### Written request:
Reproduce the stretch of the material below from the line containing "where the sky" through the line containing "[10,0,240,52]", including both of those lines.

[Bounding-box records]
---+---
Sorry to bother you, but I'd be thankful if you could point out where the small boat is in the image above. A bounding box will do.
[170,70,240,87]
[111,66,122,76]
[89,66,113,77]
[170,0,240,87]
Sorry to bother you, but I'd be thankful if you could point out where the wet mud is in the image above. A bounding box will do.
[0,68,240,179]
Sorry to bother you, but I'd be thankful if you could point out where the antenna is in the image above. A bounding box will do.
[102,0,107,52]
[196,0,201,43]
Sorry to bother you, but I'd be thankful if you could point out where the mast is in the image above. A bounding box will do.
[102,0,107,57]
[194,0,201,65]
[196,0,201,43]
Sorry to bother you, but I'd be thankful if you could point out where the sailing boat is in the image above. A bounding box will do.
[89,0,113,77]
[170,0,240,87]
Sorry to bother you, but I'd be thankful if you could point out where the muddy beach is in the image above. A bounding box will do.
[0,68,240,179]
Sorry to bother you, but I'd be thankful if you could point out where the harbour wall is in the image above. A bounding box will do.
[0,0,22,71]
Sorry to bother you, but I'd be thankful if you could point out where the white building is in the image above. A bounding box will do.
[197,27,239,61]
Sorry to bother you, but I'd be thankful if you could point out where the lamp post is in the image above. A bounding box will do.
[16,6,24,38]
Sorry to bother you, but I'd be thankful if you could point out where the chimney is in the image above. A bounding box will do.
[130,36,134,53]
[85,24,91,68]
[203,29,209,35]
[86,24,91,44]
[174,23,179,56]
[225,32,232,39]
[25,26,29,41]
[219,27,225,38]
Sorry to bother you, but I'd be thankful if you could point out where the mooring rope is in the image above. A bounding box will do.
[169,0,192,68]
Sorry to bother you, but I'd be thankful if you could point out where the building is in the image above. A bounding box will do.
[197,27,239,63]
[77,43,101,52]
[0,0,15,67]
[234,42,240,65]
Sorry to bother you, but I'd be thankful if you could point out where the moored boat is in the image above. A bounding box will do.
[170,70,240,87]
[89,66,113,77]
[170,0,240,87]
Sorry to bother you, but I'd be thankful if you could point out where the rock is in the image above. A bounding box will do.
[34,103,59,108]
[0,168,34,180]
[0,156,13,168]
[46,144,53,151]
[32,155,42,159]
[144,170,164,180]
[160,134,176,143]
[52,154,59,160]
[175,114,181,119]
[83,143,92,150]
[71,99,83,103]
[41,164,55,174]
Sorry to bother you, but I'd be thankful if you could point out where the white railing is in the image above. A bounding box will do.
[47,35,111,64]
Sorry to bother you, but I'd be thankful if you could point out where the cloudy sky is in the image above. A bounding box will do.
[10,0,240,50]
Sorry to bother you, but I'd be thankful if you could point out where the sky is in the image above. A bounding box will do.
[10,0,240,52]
---+---
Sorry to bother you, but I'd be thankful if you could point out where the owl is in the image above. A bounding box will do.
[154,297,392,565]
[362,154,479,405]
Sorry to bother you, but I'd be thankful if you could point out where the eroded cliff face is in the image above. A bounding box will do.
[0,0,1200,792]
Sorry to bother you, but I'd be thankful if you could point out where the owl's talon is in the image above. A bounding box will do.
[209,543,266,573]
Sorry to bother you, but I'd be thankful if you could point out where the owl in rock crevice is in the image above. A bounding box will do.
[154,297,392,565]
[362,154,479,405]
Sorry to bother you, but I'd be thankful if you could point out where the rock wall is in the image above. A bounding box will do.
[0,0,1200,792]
---+---
### Answer to this problem:
Sorry to bother you, but I'd be thankful if you could point out where the sky is in the image above. A bounding box will do.
[10,0,240,52]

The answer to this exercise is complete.